→ **PAGE EXCERPT**
━━━━━━━━━━━━━━━━━━━━━━━━━━━━━━

Missing Files / Race Conditions

When editors delete or move files while diagnostics are running:

  • Re-fetch the document from server.documents right before publishing diagnostics, and ensure the version matches.
  • Wrap file reads in try/catch and skip processing if the file disappears.

Invalid User Configuration

If users supply malformed settings:

  • Validate against a JSON schema; on failure, log and revert to defaults.
  • Notify users via connection.window.showErrorMessage (“Invalid volarJsonYaml.schemas: expected array, received string”).
  • Never crash the server due to config errors.

TypeScript Project Reloads

  • Guard project.reload() with a debounce; rapid reloads can starve the event loop.
  • Catch errors from TypeScripts API and surface them with actionable messaging (e.g., “Failed to read tsconfig.json: …”).

Plugin Exceptions

  • Wrap plugin hooks in try/catch to prevent a single plugin from taking down the server.
function safeInvoke<T>(fn: () => T, fallback: T) {
  try {
    return fn();
  } catch (err) {
    log('error', 'Plugin error', { err: String(err) });
    return fallback;
  }
}

Memory Pressure

  • Dispose snapshots (snapshot.dispose?.()) when removing virtual files.
  • Avoid keeping entire project graphs in memory—rely on Volars internal caches.
  • Expose a volar/clearCaches command for debugging sessions; reset caches when memory spikes.

Fallback Configuration Strategy

  1. Load default config.

━━━━━━━━━━━━━━━━━━━━━━━━━━━━━━

→ **INFORMATION SUPPLIED**
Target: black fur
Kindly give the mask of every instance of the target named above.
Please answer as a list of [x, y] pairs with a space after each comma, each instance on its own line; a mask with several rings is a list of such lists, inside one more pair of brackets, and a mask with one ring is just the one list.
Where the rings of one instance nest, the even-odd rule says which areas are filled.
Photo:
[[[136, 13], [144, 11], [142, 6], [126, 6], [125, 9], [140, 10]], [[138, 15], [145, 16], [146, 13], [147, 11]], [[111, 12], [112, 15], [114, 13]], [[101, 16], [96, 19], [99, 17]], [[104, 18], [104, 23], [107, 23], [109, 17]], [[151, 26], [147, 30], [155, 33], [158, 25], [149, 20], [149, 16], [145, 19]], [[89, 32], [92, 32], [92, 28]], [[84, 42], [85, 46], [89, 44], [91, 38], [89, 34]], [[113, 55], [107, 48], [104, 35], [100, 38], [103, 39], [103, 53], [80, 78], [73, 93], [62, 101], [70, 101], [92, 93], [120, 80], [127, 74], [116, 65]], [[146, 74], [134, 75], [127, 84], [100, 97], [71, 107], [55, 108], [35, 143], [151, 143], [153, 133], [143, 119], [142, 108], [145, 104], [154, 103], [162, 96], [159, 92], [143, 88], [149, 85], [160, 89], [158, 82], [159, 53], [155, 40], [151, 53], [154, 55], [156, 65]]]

━━━━━━━━━━━━━━━━━━━━━━━━━━━━━━

→ **WHAT TO DO**
• A. Decide whether each statement below agrees with the error-handling guidance given before the data: (i) it recommends debouncing project reloads; (ii) it says the server should shut down when user settings are malformed; (iii) it recommends keeping entire project graphs in memory. Answer yes or no for each, and quote the deciding words of the guidance.
• B. Duplicate the stretch of the error-handling guidance from "If users supply" through "the event loop.".
• C. Go on with the error-handling guidance, starting after its final line, "1. Load default config."

→ **TASK RESPONSES**
• A.
(i) Yes: "Guard project.reload() with a debounce"
(ii) No: "Never crash the server due to config errors."
(iii) No: "Avoid keeping entire project graphs in memory"

• B.
If users supply malformed settings:

  • Validate against a JSON schema; on failure, log and revert to defaults.
  • Notify users via connection.window.showErrorMessage (“Invalid volarJsonYaml.schemas: expected array, received string”).
  • Never crash the server due to config errors.

TypeScript Project Reloads

  • Guard project.reload() with a debounce; rapid reloads can starve the event loop.

• C.
  2. Merge user config (server.configurations).
  3. Validate; if validation fails, log error and keep defaults.
  4. Apply new config atomically (e.g., swap references to schema caches).
function applyConfiguration(rawConfig: unknown) {
  const parsed = schema.safeParse(rawConfig);
  if (!parsed.success) {
    log('warn', 'Invalid config, using defaults', { issues: parsed.error.issues });
    return defaultConfig;
  }
  return { ...defaultConfig, ...parsed.data };
}

Editor Recovery Patterns

VS Code

  • Use connection.languages.diagnostics.refresh after recovering from an error (e.g., schema server returns to service) to prompt the client for fresh diagnostics.
  • Provide a command “Reload Volar Server” that restarts the process if the user wants a clean slate.

Neovim / CLI

  • Document a :VolarRestart command or CLI flag (volar --restart) to drop caches.
  • If the server exits due to an unrecoverable error, ensure the client auto-restarts it with limited retries to avoid infinite loops.

Testing Resilience

  1. Simulate network failures by mocking fetch to throw errors.
  2. Provide fixtures with malformed configuration and assert the server falls back to defaults without crashing.
  3. Force server.documents.get to return undefined mid-request to confirm handlers bail out gracefully.
  4. Run stress tests opening/closing hundreds of files to ensure watchers and caches dont leak.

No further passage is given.